In fifth grade, the mean age was 10.6 (±0.6) years. The sample was nearly equal boys (46%) and girls (54%). Twenty-six percent of children were classified as living in non-supportive NPAE. The sample was racially and ethnically diverse (35.7% black, 9.4% Hispanic, 37.7% white and 17.1% other races/multiracial). Average TPA was 28 min/hour. Few significant differences were found in the bivariate analysis between children in supportive and non-supportive NPAEs in fifth grade (see table 1). Children in non-supportive (vs supportive) NPAEs were slightly younger and had a greater percentage of persons living in poverty in their census tract.
Across the psychosocial factors, fifth graders in supportive NPAEs reported significantly lower motives to be physically active due to appearance and a significantly higher number of active friends. Parents of children in supportive NPAEs reported significantly higher enjoyment of PA and were significantly more likely to report participation in sports (see table 2).
Final growth curve
After preliminary growth curve analysis, seven unique variables remained (see table 3 for variables). These variables were entered into a final model with three-way (time*environment*variable) and two-way interactions. Significant three-way interactions were found including time and NPAE by child-reported equipment in the home and by parent-reported parent support for PA (see table 3). Four significant two-way interactions with TPA were found, including child-reported perception of parental support for PA with (1) time and (2) NPAE, as well as time by (3) PA self-schema and (4) child-reported perception of parental PA encouragement. Finally, both perception of PA skill and parental report of the child enjoying PA were predictive of TPA levels.
LSM were used to visually represent and interpret the significant interactions. With respect to the three-way interaction between NPAE, time and parent-reported support for PA, children in supportive NPAEs with high parental support for PA generally maintained higher TPA levels compared with children with low parental support (although the difference was significant in sixth grade only in LSM analysis). In non-supportive NPAE, children whose parent reported high parental support for PA had higher levels of TPA compared with children with low parental support in fifth grade, but parental support for PA in a non-supportive NPAE was not sufficient to maintain higher PA relative to those with low parental support (figure 1).
For the three-way interaction between NPAE, time and home equipment, fifth graders in supportive NPAE with high home equipment had higher levels of TPA than those with low home equipment (see figure 2). This difference in TPA disappeared over time. In non-supportive NPAE, there was no difference in TPA between high and low home equipment across each grade level.
A significant interaction between child-reported self-schema for PA and time showed sixth and seventh graders (but not fifth graders) with high PA self-schema had significantly higher levels of TPA.

■ Exercises to complete:
**A.** In the physical activity study excerpt, what percentage of children were classified as living in non-supportive NPAE?
**B.** Please quote the physical activity study excerpt from "In fifth grade, the" to "their census tract.".

■ Collected data:
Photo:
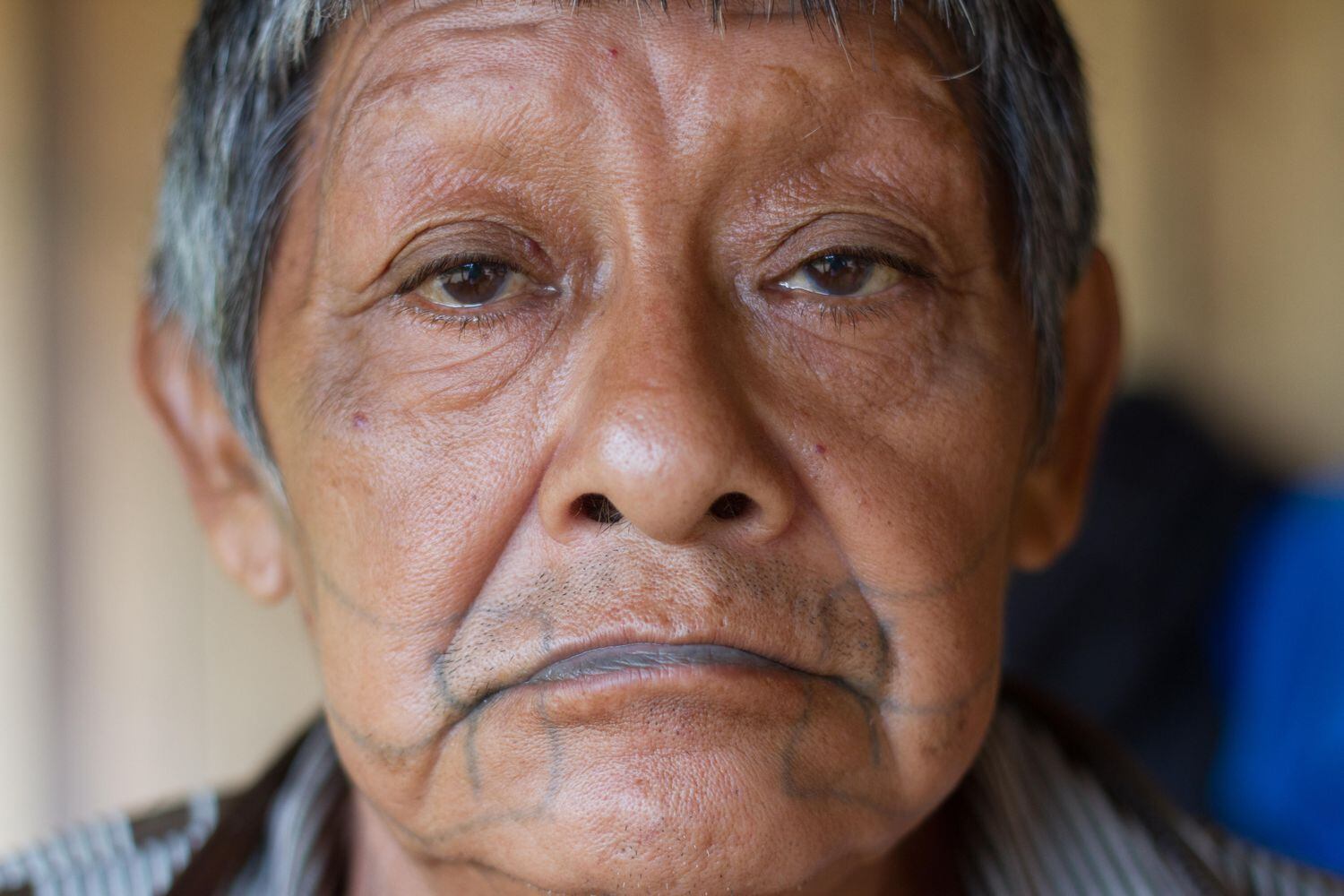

■ Task solutions:
**A.** Twenty-six percent.

**B.**
In fifth grade, the mean age was 10.6 (±0.6) years. The sample was nearly equal boys (46%) and girls (54%). Twenty-six percent of children were classified as living in non-supportive NPAE. The sample was racially and ethnically diverse (35.7% black, 9.4% Hispanic, 37.7% white and 17.1% other races/multiracial). Average TPA was 28 min/hour. Few significant differences were found in the bivariate analysis between children in supportive and non-supportive NPAEs in fifth grade (see table 1). Children in non-supportive (vs supportive) NPAEs were slightly younger and had a greater percentage of persons living in poverty in their census tract.